--- GIVEN EXERCISE ---
In the Robert Piché biography below, write out word for word the passage between "Robert Piché (born" and "for the incident.", inclusive.

--- TEXT BLOCK ---
****************
- Born: November 5, 1952 (age 73) Quebec City, Quebec
- Occupation: Pilot
- Known for: Air Transat Flight 236

= Robert Piché =

Canadian airline pilot (born 1952)

Robert Piché (born November 5, 1952) is a retired Canadian pilot. On August 24, 2001, he was captain of the Airbus A330 flying Air Transat Flight 236 and managed to land the aircraft safely in the Azores after it lost all power due to fuel exhaustion. As of , this remains a record glide length for a commercial aircraft in non-powered flight. Piché and his co-pilot were later assigned partial responsibility for the incident.

==Early life and education==
Piché grew up in Quebec's Gaspé Peninsula and learned to fly as a teenager. In 1973, he graduated from CEGEP de Chicoutimi with a college diploma in aircraft piloting.

==Airline career==
After graduation, he worked for regional airlines until he was laid off by Quebecair. After being laid off, he worked odd jobs, which consisted of smuggling marijuana to the United States by plane.

Beginning in November 1983, Piché served 16 months of a 5-year sentence in prison after a plane he landed solo at a small airfield in the state of Georgia was found to be full of marijuana smuggled from Jamaica. He was released on March 20, 1985. He was pardoned in 2000 and is considered fully rehabilitated.

In 1995, Air Transat hired Piché, then 43 years old. He rose rapidly from co-pilot to captain on the Lockheed L-1011 TriStar, and he transitioned to the Airbus A330 in the spring of 2000.
****************
--- RECORD EXCERPTS ---
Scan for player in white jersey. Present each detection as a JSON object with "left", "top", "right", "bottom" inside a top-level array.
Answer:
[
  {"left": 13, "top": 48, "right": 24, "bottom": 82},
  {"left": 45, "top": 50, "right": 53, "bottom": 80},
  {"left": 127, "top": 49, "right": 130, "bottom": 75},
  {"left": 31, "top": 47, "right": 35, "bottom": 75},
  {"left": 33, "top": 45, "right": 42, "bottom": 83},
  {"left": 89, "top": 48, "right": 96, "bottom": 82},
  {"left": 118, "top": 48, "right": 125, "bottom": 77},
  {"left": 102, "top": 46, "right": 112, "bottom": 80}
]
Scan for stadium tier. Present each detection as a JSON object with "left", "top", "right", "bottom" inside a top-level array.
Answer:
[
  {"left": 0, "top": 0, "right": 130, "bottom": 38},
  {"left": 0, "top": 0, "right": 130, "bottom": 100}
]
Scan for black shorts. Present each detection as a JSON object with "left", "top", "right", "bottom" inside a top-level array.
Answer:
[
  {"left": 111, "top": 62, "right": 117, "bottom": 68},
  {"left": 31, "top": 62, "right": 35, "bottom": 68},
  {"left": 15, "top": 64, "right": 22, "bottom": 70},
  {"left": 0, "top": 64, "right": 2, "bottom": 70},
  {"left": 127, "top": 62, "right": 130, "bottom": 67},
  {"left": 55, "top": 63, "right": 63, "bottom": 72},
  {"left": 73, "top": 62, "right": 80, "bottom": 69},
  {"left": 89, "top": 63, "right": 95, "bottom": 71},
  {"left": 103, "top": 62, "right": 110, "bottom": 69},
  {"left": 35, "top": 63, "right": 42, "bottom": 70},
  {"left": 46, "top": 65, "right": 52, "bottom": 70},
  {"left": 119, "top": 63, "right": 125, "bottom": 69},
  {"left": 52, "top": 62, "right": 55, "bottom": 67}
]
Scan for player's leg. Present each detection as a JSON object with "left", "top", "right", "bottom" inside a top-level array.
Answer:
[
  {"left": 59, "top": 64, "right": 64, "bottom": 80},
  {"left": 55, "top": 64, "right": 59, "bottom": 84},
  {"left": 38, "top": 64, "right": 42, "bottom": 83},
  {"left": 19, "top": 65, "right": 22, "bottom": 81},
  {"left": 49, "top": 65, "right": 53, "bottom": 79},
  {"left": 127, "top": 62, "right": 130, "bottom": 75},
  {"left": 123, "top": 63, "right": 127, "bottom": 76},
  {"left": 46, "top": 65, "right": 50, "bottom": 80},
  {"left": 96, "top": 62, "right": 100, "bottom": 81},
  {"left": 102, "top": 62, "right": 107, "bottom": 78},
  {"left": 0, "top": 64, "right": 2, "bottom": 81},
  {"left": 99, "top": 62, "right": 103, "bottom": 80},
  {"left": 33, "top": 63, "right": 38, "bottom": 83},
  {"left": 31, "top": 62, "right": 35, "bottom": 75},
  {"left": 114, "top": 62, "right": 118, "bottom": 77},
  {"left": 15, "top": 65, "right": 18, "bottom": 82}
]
****************
--- RESULT BELOW ---
Robert Piché (born November 5, 1952) is a retired Canadian pilot. On August 24, 2001, he was captain of the Airbus A330 flying Air Transat Flight 236 and managed to land the aircraft safely in the Azores after it lost all power due to fuel exhaustion. As of , this remains a record glide length for a commercial aircraft in non-powered flight. Piché and his co-pilot were later assigned partial responsibility for the incident.